PROBLEM STATEMENT
Count the lines in the records below that contain the string "cloud", and give only that number.

MATERIAL TO PROCESS
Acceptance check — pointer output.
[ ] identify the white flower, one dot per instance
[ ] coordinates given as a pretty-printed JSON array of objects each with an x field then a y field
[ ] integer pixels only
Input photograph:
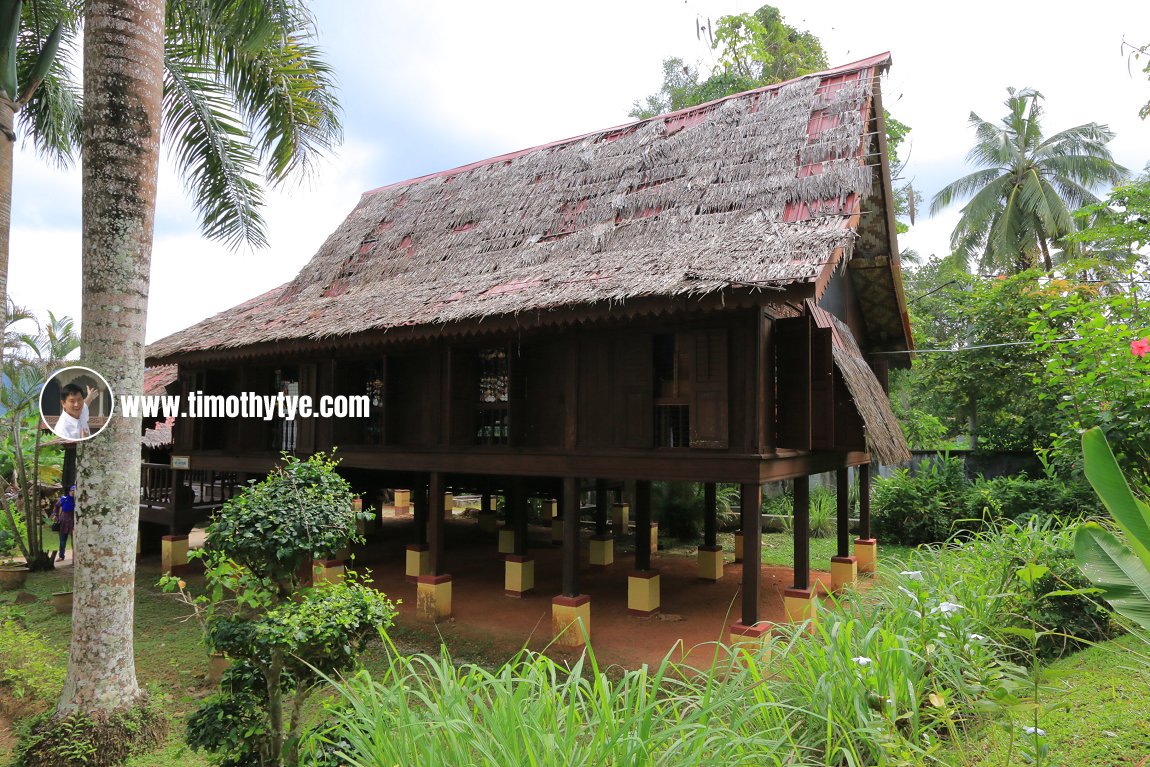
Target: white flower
[{"x": 947, "y": 608}]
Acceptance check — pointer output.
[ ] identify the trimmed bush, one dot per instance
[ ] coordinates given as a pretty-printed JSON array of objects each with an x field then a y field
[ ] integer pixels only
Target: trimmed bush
[{"x": 922, "y": 507}]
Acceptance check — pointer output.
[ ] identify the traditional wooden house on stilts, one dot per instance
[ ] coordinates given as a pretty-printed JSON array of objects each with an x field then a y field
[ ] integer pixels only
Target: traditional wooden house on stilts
[{"x": 697, "y": 297}]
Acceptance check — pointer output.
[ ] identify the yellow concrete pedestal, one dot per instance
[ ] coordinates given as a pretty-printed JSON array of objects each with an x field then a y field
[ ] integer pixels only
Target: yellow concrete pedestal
[
  {"x": 432, "y": 598},
  {"x": 489, "y": 520},
  {"x": 570, "y": 621},
  {"x": 711, "y": 562},
  {"x": 603, "y": 551},
  {"x": 866, "y": 552},
  {"x": 750, "y": 637},
  {"x": 327, "y": 572},
  {"x": 843, "y": 572},
  {"x": 519, "y": 575},
  {"x": 643, "y": 592},
  {"x": 419, "y": 561},
  {"x": 620, "y": 518},
  {"x": 799, "y": 605},
  {"x": 174, "y": 554}
]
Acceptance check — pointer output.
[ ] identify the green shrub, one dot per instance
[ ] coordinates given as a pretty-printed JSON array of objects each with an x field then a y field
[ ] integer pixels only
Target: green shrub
[
  {"x": 1020, "y": 498},
  {"x": 280, "y": 635},
  {"x": 31, "y": 672},
  {"x": 922, "y": 507},
  {"x": 92, "y": 739}
]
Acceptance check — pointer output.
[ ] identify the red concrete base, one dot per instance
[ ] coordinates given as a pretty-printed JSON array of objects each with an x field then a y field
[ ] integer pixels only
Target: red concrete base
[{"x": 570, "y": 621}]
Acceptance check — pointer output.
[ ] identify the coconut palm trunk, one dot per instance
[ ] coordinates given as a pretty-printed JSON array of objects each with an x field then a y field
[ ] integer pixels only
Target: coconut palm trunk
[
  {"x": 7, "y": 150},
  {"x": 123, "y": 87}
]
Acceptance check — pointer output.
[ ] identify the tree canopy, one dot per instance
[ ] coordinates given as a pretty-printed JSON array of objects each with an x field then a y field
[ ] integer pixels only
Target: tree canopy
[
  {"x": 754, "y": 50},
  {"x": 1022, "y": 198}
]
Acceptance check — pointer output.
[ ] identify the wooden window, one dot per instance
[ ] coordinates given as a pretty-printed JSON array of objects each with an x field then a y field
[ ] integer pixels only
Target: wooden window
[
  {"x": 633, "y": 407},
  {"x": 362, "y": 378},
  {"x": 672, "y": 420},
  {"x": 492, "y": 408},
  {"x": 792, "y": 375},
  {"x": 708, "y": 390}
]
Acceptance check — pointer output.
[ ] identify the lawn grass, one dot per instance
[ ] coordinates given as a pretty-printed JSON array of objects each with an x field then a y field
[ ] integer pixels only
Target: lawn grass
[{"x": 1097, "y": 713}]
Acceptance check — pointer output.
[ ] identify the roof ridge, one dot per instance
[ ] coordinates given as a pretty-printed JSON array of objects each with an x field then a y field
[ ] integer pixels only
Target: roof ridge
[{"x": 882, "y": 59}]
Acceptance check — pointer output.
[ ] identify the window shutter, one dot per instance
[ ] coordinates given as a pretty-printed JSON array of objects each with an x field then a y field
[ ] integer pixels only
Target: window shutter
[
  {"x": 634, "y": 409},
  {"x": 708, "y": 388},
  {"x": 792, "y": 375},
  {"x": 305, "y": 442}
]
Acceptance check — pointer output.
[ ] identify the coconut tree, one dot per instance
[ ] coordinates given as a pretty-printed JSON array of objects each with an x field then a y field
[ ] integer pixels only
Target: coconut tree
[
  {"x": 33, "y": 87},
  {"x": 246, "y": 92},
  {"x": 227, "y": 71},
  {"x": 1022, "y": 198}
]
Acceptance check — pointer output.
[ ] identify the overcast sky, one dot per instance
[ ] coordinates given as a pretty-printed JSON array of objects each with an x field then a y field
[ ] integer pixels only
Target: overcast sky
[{"x": 430, "y": 84}]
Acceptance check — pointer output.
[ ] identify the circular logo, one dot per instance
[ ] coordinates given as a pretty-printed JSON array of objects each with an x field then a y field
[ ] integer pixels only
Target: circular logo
[{"x": 76, "y": 403}]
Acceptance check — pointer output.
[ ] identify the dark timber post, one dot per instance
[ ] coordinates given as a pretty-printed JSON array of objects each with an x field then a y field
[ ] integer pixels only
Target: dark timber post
[
  {"x": 843, "y": 521},
  {"x": 569, "y": 509},
  {"x": 843, "y": 567},
  {"x": 802, "y": 518},
  {"x": 519, "y": 515},
  {"x": 866, "y": 547},
  {"x": 751, "y": 499},
  {"x": 643, "y": 524},
  {"x": 435, "y": 521},
  {"x": 602, "y": 504},
  {"x": 421, "y": 512},
  {"x": 710, "y": 515},
  {"x": 432, "y": 598}
]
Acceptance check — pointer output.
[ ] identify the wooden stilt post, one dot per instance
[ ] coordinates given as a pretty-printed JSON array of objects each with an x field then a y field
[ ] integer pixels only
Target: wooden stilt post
[
  {"x": 751, "y": 498},
  {"x": 603, "y": 544},
  {"x": 866, "y": 547},
  {"x": 843, "y": 567},
  {"x": 570, "y": 612},
  {"x": 432, "y": 601},
  {"x": 798, "y": 600},
  {"x": 710, "y": 557}
]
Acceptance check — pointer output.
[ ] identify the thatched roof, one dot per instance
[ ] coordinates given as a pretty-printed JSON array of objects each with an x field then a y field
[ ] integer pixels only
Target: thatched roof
[
  {"x": 759, "y": 190},
  {"x": 884, "y": 437}
]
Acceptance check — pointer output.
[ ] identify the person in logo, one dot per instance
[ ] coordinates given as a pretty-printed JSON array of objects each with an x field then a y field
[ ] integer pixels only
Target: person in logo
[
  {"x": 73, "y": 421},
  {"x": 63, "y": 520}
]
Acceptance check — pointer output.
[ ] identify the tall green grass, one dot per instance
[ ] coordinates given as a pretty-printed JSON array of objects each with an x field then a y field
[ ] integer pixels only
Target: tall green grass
[{"x": 884, "y": 676}]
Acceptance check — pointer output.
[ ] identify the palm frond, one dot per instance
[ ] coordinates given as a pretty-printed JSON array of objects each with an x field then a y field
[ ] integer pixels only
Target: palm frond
[
  {"x": 212, "y": 151},
  {"x": 281, "y": 86},
  {"x": 51, "y": 119},
  {"x": 964, "y": 188}
]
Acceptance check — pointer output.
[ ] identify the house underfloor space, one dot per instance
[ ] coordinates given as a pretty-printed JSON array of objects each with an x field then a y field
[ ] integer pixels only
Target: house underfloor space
[{"x": 695, "y": 612}]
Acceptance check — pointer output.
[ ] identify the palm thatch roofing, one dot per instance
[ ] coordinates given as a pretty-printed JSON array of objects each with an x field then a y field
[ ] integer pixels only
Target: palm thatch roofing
[
  {"x": 757, "y": 191},
  {"x": 883, "y": 436}
]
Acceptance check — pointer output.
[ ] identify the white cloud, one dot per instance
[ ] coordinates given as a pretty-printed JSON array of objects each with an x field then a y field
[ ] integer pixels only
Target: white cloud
[{"x": 431, "y": 84}]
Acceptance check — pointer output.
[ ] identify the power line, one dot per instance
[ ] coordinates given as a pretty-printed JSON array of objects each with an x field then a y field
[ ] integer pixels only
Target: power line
[{"x": 972, "y": 349}]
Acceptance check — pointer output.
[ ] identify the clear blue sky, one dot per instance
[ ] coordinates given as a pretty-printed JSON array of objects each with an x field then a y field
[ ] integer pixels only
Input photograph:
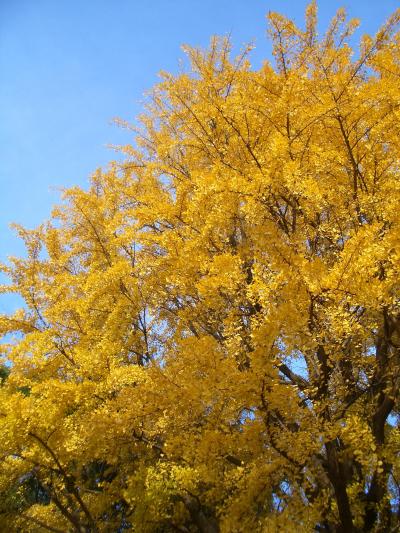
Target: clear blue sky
[{"x": 68, "y": 67}]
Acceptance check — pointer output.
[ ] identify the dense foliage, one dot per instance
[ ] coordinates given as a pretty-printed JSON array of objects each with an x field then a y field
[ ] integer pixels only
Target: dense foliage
[{"x": 211, "y": 333}]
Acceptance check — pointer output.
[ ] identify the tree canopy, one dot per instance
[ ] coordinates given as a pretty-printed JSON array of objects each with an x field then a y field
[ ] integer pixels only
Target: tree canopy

CORRECT OUTPUT
2